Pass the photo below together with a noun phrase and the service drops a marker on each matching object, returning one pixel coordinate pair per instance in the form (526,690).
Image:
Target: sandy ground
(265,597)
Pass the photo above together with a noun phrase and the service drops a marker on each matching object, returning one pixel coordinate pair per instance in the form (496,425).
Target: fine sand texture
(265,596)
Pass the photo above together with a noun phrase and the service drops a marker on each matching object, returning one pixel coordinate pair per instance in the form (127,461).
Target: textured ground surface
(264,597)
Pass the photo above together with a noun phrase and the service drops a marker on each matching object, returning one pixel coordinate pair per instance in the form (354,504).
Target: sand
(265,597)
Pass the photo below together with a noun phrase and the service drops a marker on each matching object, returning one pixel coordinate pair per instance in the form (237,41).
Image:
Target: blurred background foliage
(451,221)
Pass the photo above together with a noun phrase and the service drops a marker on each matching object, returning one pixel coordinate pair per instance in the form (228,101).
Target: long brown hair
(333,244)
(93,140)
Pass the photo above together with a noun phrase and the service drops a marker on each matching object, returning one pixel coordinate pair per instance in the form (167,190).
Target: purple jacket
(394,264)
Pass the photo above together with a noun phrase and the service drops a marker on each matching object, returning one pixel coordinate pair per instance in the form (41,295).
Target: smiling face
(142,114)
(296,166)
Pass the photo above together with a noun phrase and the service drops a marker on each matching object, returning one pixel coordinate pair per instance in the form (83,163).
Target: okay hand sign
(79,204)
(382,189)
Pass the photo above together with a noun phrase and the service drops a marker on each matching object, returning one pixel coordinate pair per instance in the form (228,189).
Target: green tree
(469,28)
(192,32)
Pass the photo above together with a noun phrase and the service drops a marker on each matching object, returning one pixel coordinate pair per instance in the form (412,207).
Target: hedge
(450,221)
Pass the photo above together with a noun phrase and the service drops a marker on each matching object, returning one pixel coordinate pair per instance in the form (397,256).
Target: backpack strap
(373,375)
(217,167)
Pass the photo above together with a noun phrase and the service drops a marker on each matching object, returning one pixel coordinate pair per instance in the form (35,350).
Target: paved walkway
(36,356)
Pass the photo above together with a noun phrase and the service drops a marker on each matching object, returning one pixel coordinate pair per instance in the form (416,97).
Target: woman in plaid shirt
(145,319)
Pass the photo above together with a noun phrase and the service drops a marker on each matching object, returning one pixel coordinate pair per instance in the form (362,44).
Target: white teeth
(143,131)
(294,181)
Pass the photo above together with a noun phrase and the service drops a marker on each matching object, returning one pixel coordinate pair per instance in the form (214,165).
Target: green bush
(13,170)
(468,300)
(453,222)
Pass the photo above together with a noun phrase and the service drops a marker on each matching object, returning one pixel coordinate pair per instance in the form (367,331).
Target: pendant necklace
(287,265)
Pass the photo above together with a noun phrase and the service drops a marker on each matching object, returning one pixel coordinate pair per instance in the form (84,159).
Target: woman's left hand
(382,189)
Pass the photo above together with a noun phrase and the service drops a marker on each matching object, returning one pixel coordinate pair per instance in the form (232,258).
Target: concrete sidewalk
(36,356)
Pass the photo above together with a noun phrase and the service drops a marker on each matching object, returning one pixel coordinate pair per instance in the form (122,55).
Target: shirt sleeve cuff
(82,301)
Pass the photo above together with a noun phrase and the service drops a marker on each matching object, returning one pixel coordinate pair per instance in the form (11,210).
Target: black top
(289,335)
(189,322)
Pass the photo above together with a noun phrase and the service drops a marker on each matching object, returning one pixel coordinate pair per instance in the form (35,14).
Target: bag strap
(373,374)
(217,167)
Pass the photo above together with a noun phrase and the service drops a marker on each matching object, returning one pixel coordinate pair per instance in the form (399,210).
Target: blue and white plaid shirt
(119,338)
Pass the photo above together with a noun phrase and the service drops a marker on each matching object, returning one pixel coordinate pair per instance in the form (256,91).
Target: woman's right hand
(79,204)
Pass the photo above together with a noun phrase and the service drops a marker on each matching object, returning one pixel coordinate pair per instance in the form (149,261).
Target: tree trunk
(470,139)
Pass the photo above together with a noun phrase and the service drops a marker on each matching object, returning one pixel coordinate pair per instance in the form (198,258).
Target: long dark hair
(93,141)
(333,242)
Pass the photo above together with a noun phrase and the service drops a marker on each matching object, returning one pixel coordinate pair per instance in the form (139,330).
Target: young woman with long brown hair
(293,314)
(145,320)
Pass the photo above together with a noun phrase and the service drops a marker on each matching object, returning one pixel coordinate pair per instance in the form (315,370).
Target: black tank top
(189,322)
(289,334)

To be done: Restate all of the entries exactly, please.

Response to the exercise:
Pass the photo below together with a noun phrase and the service drops a marker on each matching object, returning one pixel coordinate pair per instance in the form (526,690).
Image:
Target: sandy ground
(265,597)
Pass the photo above together with a noun phrase and the service drops a marker on each matching object, returning one pixel coordinate pair per instance in the form (496,425).
Target: fine sand texture
(265,596)
Pass the photo above together with a noun phrase and the service drops a marker on each matching object, returning one pixel coordinate pair per instance in the form (127,461).
Target: textured ground surface
(264,597)
Pass the photo above together with a noun phrase and the service drops a marker on each matching object, returning one pixel coordinate pair per instance in the form (354,504).
Target: sand
(265,597)
Pass the photo below together with a noun phrase and the service drops a marker on each matching object, returning one pixel coordinate pair per instance in the form (237,41).
Image:
Target: blurred background foliage
(451,221)
Pass the photo above together with a noun phrase and the service drops a marker on each matching object, returning one pixel coordinate pair per instance in the form (228,101).
Target: long brown hair
(333,244)
(93,140)
Pass the photo above together with a noun phrase and the service drops a marker on each matching object, returning one pixel coordinate pair per instance in the form (167,190).
Target: purple jacket
(394,264)
Pass the photo above together with a noun phrase and the service drops a marker on each matching object, returning one pixel coordinate pair per instance in the form (41,295).
Target: smiling face
(142,114)
(296,166)
Pass the photo above together with a noun phrase and the service drops a marker on each matching object, returning one pixel coordinate pair per instance in the form (83,163).
Target: okay hand sign
(79,204)
(382,189)
Pass the photo above together with a noun phrase and the service drops a marker on each matching object, returning one pixel coordinate pair per instance in the form (228,189).
Target: green tree
(469,28)
(192,32)
Pass the photo above together with a noun phrase and the service drops a marker on each matching object, returning one pixel coordinate pair per instance in the form (412,207).
Target: hedge
(450,221)
Pass the photo above together with a noun phrase and the service drops a marker on each matching object, returning one pixel coordinate pair per instance in the form (397,256).
Target: backpack strap
(373,375)
(217,167)
Pass the photo above together with a noun phrase and the service drops a marker on each matching object, returning one pixel coordinate pair per instance in the form (35,350).
Target: paved walkway
(36,356)
Pass the photo above together with a noun phrase and the service drops a marker on each matching object, returning one pixel coordinate pair per instance in the form (416,97).
Target: woman in plaid shirt
(145,319)
Pass the photo above together with a noun phrase and the service drops a marker on each matching object, returning one pixel coordinate pair per instance in the form (362,44).
Target: white teeth
(143,131)
(294,181)
Pass the photo above together with a noun phrase and the service drops a marker on each matching object, returning one pixel coordinate pair per instance in the form (214,165).
Target: green bush
(13,170)
(468,300)
(453,222)
Pass the photo above together with a noun phrase and the service drops a marker on each matching object, returning one pixel coordinate pair per instance in the form (367,331).
Target: pendant necklace
(287,265)
Pass the photo above together with a noun phrase and the service drops a marker on each matching object, returning one pixel coordinate pair per instance in the form (84,159).
Target: woman's left hand
(382,189)
Pass the photo above together with a noun phrase and the service drops a marker on each matching object, returning one pixel coordinate pair per instance in the form (232,258).
Target: concrete sidewalk
(36,356)
Pass the photo above together with a noun phrase and the service drops a marker on each matching object, returning one pixel coordinate pair per instance in the form (122,55).
Target: shirt sleeve cuff
(82,301)
Pass the photo above together with a noun phrase and the service drops a marker on each matching object, returning one pixel coordinate pair per instance in the form (11,210).
Target: black top
(289,335)
(189,322)
Pass the photo above together with a noun phrase and the service drops a marker on each matching object, returning one pixel coordinate pair per instance in the form (35,14).
Target: bag strap
(373,374)
(217,167)
Pass the photo above together with a noun phrase and the service drops a marker on each matching object, returning one pixel coordinate pair per instance in the form (399,210).
Target: blue and white plaid shirt
(119,338)
Pass the photo above together with a noun phrase and the service drops a marker on each matching object, returning one pixel coordinate pair per instance in the form (256,91).
Target: woman's right hand
(79,204)
Pass the photo above together with a noun phrase and the service drops a marker on each matching object, returning one pixel coordinate pair per instance in the form (149,261).
Target: tree trunk
(470,139)
Pass the photo above together with a noun phrase and the service drops a marker on each matching object, returning one pixel coordinate pair per instance in the form (198,258).
Target: long dark hair
(93,141)
(333,242)
Pass the photo above together with a noun phrase and the service drops a marker on each matching object, returning one pixel coordinate pair per instance in the form (139,330).
Target: young woman with long brown hair
(293,314)
(145,320)
Pass the photo above together with a noun phrase and the service drops a marker on each matching object, returning one pixel coordinate pair per instance in the form (315,370).
Target: black tank top
(189,322)
(289,334)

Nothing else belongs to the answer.